● AVAILABLE RECORDS:
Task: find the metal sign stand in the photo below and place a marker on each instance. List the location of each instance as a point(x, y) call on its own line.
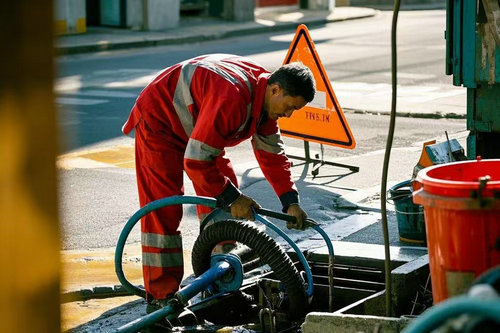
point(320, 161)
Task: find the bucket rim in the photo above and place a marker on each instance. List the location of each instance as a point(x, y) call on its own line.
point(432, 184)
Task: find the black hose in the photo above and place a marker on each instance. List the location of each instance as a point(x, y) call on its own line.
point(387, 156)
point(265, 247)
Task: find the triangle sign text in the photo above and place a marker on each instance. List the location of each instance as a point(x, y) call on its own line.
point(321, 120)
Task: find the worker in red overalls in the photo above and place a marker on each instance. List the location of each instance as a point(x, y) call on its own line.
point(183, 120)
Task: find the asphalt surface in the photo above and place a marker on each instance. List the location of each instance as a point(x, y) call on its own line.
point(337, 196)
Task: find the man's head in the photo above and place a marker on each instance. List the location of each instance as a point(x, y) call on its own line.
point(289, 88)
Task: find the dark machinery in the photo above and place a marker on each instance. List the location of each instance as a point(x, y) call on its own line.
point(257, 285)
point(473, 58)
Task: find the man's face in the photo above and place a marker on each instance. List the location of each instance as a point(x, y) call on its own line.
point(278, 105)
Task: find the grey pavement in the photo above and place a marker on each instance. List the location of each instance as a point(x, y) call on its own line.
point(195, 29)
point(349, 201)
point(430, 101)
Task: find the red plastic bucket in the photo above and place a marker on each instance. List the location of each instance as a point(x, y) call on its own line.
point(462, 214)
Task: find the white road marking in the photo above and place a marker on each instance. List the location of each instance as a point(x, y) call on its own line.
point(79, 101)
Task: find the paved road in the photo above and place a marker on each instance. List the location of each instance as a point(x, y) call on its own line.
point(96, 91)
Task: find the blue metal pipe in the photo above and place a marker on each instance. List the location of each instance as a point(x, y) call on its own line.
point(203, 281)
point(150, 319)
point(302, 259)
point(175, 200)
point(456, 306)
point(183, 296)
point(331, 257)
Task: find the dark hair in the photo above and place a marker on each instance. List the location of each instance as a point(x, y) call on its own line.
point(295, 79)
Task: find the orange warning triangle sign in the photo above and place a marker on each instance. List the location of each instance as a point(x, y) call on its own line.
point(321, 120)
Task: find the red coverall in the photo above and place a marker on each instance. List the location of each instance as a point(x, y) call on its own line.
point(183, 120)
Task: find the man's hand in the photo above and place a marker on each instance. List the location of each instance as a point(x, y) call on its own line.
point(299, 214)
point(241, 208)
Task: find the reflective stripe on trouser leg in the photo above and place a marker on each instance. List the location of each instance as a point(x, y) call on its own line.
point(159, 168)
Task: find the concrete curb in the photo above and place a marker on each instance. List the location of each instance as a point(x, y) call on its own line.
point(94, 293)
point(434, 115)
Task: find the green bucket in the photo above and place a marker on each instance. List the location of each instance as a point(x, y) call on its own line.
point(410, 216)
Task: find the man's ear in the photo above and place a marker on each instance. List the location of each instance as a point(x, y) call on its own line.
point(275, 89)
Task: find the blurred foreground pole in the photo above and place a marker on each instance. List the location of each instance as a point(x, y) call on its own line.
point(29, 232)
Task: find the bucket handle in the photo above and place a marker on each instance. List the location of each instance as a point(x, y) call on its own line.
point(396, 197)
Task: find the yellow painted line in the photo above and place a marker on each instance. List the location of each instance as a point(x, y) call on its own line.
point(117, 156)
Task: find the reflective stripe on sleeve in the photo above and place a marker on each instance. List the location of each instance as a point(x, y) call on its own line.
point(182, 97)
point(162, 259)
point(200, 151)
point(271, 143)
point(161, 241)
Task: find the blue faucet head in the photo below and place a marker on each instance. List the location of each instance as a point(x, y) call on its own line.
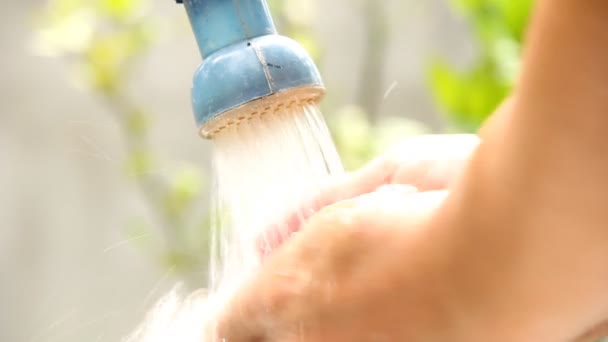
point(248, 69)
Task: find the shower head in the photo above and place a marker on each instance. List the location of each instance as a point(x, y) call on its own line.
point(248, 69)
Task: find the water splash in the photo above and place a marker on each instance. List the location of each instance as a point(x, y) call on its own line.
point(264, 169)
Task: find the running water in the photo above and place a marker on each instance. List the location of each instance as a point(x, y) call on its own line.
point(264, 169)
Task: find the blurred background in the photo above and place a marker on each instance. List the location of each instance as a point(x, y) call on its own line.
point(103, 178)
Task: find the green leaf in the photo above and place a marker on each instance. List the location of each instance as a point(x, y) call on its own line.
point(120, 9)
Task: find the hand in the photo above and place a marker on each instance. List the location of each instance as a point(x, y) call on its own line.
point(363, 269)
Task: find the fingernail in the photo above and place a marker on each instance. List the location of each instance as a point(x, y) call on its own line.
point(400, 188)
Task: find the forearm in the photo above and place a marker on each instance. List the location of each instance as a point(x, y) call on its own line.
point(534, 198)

● THE PROBLEM:
Could you copy every one of the records above verbatim, leaving the pictures out?

● REPLY:
Task: find the metal sign stand in the photo below and place a marker on each instance. List the location of each instance as a point(x, y) call on its own line.
point(320, 161)
Task: find the bucket rim in the photo above and place a marker on each instance. List the location of each instance as a point(x, y) call on its own line.
point(432, 184)
Task: find the black hose in the photo above and place a marker on each instance. List the location of each instance as a point(x, y) call on its own line.
point(387, 156)
point(265, 247)
Task: find the triangle sign text in the photo above and place a marker on each instance. List the location of each instance as a point(x, y) call on its own line.
point(321, 120)
Task: find the worker in red overalls in the photo above and place a marker on each instance. List the location of each instance as a point(x, y) call on its own line.
point(183, 120)
Task: find the asphalt surface in the photo above and place a marker on each instance. List the location of each instance as a point(x, y) call on its own line.
point(337, 196)
Task: find the man's head in the photo above and place a marker on each instance. List the location of each instance as a point(x, y) call on its own line.
point(289, 88)
Task: find the dark machinery in the photo above and place a marker on each instance. List the location of each instance as a point(x, y) call on its own line.
point(257, 285)
point(473, 58)
Task: find the man's face in the photo above and place a marker on each instance. List the location of each instance as a point(x, y) call on its own line.
point(278, 105)
Task: find the grey pavement in the photo above and place a marker on each instance. List the location of each instance as a point(x, y) call on its own line.
point(195, 29)
point(349, 201)
point(430, 101)
Task: find the red plastic bucket in the photo above and place a marker on each instance. List the location of each instance as a point(x, y) call on its own line.
point(462, 214)
Task: find the white road marking in the photo above and place a marker on each instance. List the location of each instance as a point(x, y) call on its own line.
point(79, 101)
Task: find the paved road in the photo above and place a marker on each instance. List the location of each instance as a point(x, y) call on its own line.
point(96, 91)
Task: find the blue metal pipe in the photo above and place a marker on each instance. List the location of each instance as a point(x, y) call on its own line.
point(203, 281)
point(150, 319)
point(302, 259)
point(175, 200)
point(456, 306)
point(183, 296)
point(331, 257)
Task: find the dark hair in the photo above and place a marker on each instance. List the location of each instance as a point(x, y) call on its own line.
point(295, 79)
Task: find the orange warning triangle sign in the photo above and place a marker on each instance. List the location of each instance as a point(x, y) call on its own line.
point(321, 120)
Task: find the red coverall in the photo above and place a marker on each instance. List the location of each instance as a point(x, y) call on its own line.
point(183, 120)
Task: find the man's hand in the photo above and place a marker on each instance. List the location of each instance as a point(x, y) call on its own line.
point(299, 214)
point(241, 208)
Task: find the reflective stripe on trouser leg in the photo above and place a marker on each instance. List the location of each instance as a point(x, y) call on its own line.
point(159, 168)
Task: find the concrete curb in the photo above and place a marker on each instance. List the location of each instance as a point(x, y) call on its own line.
point(94, 293)
point(434, 115)
Task: find the green bucket in the photo above and place a marker on each instance. List the location of each instance as a point(x, y) call on its own line.
point(410, 216)
Task: find the man's ear in the photo above and place a marker on each instance. List the location of each instance as a point(x, y) call on its own line.
point(275, 89)
Task: find the blurred foreground pole in the photo above and place a marker on each instance. List the location of each instance as a point(x, y) call on its own line.
point(29, 232)
Task: find the bucket handle in the photo above and place a marker on each instance. List the location of each instance as a point(x, y) call on its own line.
point(396, 197)
Task: find the yellow painted line in the photo above and place a marker on each instance. List the location of each instance as a point(x, y) call on its own line.
point(117, 156)
Task: find the reflective stripe on sleeve in the photo above and place a marker on each instance. List the location of each instance as a point(x, y) call on its own line.
point(182, 97)
point(162, 259)
point(200, 151)
point(271, 143)
point(161, 241)
Task: find the blue faucet head in the photo below and place a marker on each instance. List the location of each instance as a point(x, y) call on its own line.
point(248, 69)
Task: find the shower head in the photo above and place a marker on each instance. List the location of each instance as a point(x, y) call on its own line.
point(248, 69)
Task: find the water splash in the photo above and place a marker on each instance. List the location of each instance as a point(x, y) call on its own line.
point(264, 169)
Task: find the running water in the photo above and place a marker on each instance. List the location of each instance as a point(x, y) call on its own line.
point(264, 169)
Task: find the blurred background in the photo above and place a marker on each instance. List the location of each instance as a point(x, y) call on its own line.
point(103, 178)
Task: find the green leaf in the photo above and place a marker on each instance. List the location of each instance as a point(x, y) call on its own line.
point(120, 9)
Task: find the hand in the photo above and place a marker on each instance. List the location of each instance as a point(x, y) call on its own line.
point(363, 269)
Task: find the fingernail in the photo above and place a marker on each instance. List the location of each instance as a point(x, y) call on its own line.
point(400, 188)
Task: find the forearm in the photo above and place a marker on each instance. List the location of each instance as a point(x, y) call on its own line.
point(534, 198)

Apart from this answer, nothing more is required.